Descrição da tarefa> Escreva a continuação do texto abaixo, sobre a autoridade religiosa no tempo de Jesus, começando logo após a sua última frase.

Texto fornecido>
Frei Carlos Mesters, O.Carm.

 

Este novo modo de conviver surge numa sociedade, que pensava exatamente o contrário. Por isso, a inicia­tiva de Jesus provoca reações fortes: pró e contra. Pró, por parte do povo que gostava de ouvir Jesus, pois ele lhe anunciava uma Boa Notícia. Contra, por parte das autoridades religiosas que perguntavam a Jesus: “Com que autoridade você faz estas coisas?” (Mc 11,28; Jo 2,18). Na pergunta transparece uma concepção de autoridade que pensava ser o dono da situação, ao qual os outros deveriam pedir licença. Pela sua maneira de exercer o poder, as autoridades religiosas da época controlavam a vida do povo e bloqueavam a entrada do Reino (Mt 23,13). Elas impunham uma infinidade de normas e leis (Mt 11,28), que impediam ao povo de perceber a chegada do Reino (Mc 1,15) e de saborear a sua presença no meio dele (Lc 17,20-21).

Jesus reconhece a autoridade dos escribas e fariseus, mas denuncia a falta de coerência: “Fa­zei o que dizem, mas não o que eles fazem” (Mt 23,2). Quando a autoridade perde de vista o obje­tivo para o qual foi dada e se torna finalidade em si mesma, ela se perde, torna-se opressora e desumaniza a vida. “Quando o senhor tiver a diocese bem disciplinada, o que vai fazer com ela?”, dizia o leigo ao bispo.

Linhas fornecidas>

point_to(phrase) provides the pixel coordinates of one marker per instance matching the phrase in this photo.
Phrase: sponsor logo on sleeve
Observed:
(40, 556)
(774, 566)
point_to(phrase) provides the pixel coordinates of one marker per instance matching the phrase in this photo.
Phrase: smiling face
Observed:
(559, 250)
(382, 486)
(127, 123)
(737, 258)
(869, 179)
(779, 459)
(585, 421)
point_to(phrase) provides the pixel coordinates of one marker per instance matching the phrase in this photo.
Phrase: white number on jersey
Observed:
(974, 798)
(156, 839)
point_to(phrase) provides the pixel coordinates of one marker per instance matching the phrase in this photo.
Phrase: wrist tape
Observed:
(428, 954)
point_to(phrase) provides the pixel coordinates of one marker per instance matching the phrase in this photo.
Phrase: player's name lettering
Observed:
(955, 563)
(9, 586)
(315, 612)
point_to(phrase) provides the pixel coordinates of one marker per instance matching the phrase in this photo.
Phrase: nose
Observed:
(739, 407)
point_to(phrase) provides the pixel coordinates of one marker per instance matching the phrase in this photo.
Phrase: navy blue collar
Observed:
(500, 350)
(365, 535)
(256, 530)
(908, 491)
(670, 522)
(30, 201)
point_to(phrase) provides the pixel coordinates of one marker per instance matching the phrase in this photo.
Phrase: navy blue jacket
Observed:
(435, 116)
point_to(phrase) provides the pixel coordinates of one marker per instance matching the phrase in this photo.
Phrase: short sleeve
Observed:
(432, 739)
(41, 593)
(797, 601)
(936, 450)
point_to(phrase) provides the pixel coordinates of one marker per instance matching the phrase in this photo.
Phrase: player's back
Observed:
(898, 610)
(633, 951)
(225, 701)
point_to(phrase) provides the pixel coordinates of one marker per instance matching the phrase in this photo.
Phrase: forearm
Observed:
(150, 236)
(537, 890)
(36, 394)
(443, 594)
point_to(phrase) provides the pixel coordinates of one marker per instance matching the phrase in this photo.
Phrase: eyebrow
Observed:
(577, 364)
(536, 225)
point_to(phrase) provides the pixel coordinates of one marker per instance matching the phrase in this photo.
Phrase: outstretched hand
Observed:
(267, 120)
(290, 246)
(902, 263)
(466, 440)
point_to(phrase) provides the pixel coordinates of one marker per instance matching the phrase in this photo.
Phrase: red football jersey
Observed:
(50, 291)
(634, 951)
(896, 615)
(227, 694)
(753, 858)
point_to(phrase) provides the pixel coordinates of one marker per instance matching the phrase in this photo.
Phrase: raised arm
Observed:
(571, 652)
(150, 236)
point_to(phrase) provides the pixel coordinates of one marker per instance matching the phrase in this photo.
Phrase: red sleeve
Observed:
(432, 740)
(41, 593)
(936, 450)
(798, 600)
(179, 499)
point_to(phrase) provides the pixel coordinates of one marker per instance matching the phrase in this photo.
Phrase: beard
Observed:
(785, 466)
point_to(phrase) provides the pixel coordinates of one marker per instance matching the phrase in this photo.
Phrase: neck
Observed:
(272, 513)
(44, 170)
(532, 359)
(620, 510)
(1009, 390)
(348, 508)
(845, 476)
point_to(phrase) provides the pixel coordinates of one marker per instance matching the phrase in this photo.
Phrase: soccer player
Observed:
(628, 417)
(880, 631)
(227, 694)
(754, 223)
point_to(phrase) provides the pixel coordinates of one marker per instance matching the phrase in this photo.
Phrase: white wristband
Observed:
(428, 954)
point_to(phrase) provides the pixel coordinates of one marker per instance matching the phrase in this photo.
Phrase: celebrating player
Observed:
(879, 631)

Resposta do exercício>
Jesus não teve medo de criticar o abuso da autoridade. Por isso, foi perseguido. Mas diante das ameaças tanto dos judeus como dos romanos, ele não se intimidava. Mantinha uma atitude de grande liberdade (Lc 13,32;23,9; Jo 19,11;18, 23). Eis algumas críticas de Jesus às autoridades:

* Desautorizou o ensino dos escribas sobre a vinda de Elias (Mc 9,11-13) e sobre a descendência davídica do messias (Mc 12,35-37). Tornou desnecessária a legislação existente sobre a pureza legal, defendida sobretudo pelos fariseus, e anunciava uma nova maneira de se conseguir a pureza (Mc 7,1-23). Alargou as fronteiras do povo de Deus, pois na sua comunidade acolhia publicanos, pecadores, leprosos, possessos, doentes e prostitutas.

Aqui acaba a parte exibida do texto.